*Given text*:
The 1895–96 FA Cup was the 25th season of the world's oldest association football competition, the Football Association Challenge Cup (more usually known as the FA Cup). The cup was won by The Wednesday, who defeated Wolverhampton Wanderers 2–1 in the final of the competition, played at Crystal Palace in London. This was Wednesday's first victory in the FA Cup.

Matches were scheduled to be played at the stadium of the team named first on the date specified for each round, which was always a Saturday. If scores were level after 90 minutes had been played, a replay would take place at the stadium of the second-named team later the same week. If the replayed match was drawn further replays would be held at neutral venues until a winner was determined. If scores were level after 90 minutes had been played in a replay, a 30-minute period of extra time would be played.

Calendar
The format of the FA Cup for the season had a preliminary round, four qualifying rounds, three proper rounds, and the semi finals and final.

*Listed entries*:
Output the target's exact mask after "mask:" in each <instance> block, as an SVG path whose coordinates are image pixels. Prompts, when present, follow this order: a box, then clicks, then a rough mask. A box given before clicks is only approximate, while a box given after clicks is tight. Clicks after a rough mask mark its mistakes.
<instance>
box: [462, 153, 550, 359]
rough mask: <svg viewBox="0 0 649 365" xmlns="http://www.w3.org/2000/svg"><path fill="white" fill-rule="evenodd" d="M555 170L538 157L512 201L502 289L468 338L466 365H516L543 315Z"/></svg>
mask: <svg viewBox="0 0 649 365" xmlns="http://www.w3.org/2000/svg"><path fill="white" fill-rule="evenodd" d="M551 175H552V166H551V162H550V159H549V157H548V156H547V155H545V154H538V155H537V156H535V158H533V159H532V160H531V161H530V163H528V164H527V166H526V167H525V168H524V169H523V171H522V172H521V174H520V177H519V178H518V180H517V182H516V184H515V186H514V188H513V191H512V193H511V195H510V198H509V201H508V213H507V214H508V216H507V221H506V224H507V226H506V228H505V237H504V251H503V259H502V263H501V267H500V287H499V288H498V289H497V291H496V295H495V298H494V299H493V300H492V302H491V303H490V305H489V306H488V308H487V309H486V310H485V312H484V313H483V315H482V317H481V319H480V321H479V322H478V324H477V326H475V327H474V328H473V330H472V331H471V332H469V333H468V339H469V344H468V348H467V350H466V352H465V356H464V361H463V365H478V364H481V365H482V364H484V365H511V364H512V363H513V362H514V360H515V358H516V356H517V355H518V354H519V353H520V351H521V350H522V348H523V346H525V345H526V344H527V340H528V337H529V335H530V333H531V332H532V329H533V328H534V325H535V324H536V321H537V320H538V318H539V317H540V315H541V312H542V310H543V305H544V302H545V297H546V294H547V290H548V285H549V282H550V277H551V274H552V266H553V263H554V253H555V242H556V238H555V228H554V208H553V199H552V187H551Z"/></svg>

==

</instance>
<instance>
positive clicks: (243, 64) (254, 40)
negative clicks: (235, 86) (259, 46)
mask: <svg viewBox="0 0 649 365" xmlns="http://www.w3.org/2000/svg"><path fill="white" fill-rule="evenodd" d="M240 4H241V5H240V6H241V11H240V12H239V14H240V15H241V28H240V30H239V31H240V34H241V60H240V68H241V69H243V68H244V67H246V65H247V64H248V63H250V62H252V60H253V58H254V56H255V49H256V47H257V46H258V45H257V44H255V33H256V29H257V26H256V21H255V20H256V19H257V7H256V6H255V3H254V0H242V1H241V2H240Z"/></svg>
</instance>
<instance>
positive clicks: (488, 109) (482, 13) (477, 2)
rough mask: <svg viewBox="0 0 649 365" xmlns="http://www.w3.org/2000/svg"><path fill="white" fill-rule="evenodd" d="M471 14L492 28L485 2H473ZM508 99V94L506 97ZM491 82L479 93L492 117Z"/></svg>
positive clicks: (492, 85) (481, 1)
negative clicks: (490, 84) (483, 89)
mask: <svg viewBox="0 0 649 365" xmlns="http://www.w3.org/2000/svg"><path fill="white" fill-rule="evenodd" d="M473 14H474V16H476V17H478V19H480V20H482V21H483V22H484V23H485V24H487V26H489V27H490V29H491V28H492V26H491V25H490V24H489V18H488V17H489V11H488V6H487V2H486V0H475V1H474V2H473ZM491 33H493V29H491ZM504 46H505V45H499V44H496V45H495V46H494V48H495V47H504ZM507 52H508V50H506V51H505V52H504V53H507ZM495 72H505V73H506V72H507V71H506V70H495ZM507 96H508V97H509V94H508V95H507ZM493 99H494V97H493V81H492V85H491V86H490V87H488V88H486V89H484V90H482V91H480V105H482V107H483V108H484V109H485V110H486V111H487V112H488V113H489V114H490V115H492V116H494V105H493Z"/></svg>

*What you need to do*: Write out the part of the 1895–96 FA Cup text that begins with the words "Matches were scheduled" and stops after "would be played.", changing "Saturday" to "Sunday".

*Answer space*:
Matches were scheduled to be played at the stadium of the team named first on the date specified for each round, which was always a Sunday. If scores were level after 90 minutes had been played, a replay would take place at the stadium of the second-named team later the same week. If the replayed match was drawn further replays would be held at neutral venues until a winner was determined. If scores were level after 90 minutes had been played in a replay, a 30-minute period of extra time would be played.